** Start READING PASSAGE **
Apache Spark >> Column and Row

2022-04-09 Big data

Table of Contents

In this article, we will talk about some usages of the Column and Row in Apache Spark.
※Based on Apache Spark 3.2.1

[Apache Spark Column and Row] Introduction

Prepare data

We need to prepare some sample data first for demonstration.

Download the CSV file below

Download student_scores.csv

The detailed data structure is as follows.

column summary
id student’s ID
first_name student’s first name
last_name student’s last name
birth student’s birthday
gender student’s gender
class student’s class
subject the subjects that students are learning
score student’s scores of subjects

Read the csv file

from pyspark.sql import SparkSession

spark = SparkSession \
    .builder \
    .appName("MyApp") \
    .getOrCreate()

# Define the schema 
from pyspark.sql.types import StructField, StructType, StringType, IntegerType, DateType
schema = StructType([
    StructField("id", StringType(), False),
    StructField("first_name", StringType(), False),
    StructField("last_name", StringType(), False),
    StructField("birth", DateType(), True),
    StructField("gender", StringType(), True),
    StructField("class", StringType(), True),
    StructField("Subject", StringType(), True),
    StructField("score", IntegerType(), True)
])

# Read the csv
df = spark.read.option("header", True).format('csv').load('data/student_scores.csv',schema=schema, inferSchema=False)
df.printSchema()

Apache Spark Column and Row

About Column

Reference a Column
We can use the col() and column() method in pyspark.sql.functions to construct a Column of Spark. The two methods both return a pyspark.sql.Column instance.

import pyspark.sql.functions as F
F.col("first_name")

Column<‘first_name’>

F.column("first_name")

Column<‘first_name’>

We can also use bracket syntax to refer a column of Dataframe as follows.

df["first_name"]

Column<‘first_name’>

Or we can refer a column by using the attribute of Dataframe object.
** End READING PASSAGE **
** Start DATASET **
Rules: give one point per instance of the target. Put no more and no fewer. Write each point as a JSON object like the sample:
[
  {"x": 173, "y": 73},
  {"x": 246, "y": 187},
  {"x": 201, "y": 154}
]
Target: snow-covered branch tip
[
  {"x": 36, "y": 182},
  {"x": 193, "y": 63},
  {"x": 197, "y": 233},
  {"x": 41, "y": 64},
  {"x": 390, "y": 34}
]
** End DATASET **
# WHAT IS ASKED:
1 – Retype the passage of the Spark article that opens with the words containing "import pyspark.sql.functions as" and closes with "Dataframe as follows.".
2 – Which version of Apache Spark is the Spark article based on?
The data has no connection to the Spark article.

# TASK RESULTS:
1 –
import pyspark.sql.functions as F
F.col("first_name")

Column<‘first_name’>

F.column("first_name")

Column<‘first_name’>

We can also use bracket syntax to refer a column of Dataframe as follows.

2 – Apache Spark 3.2.1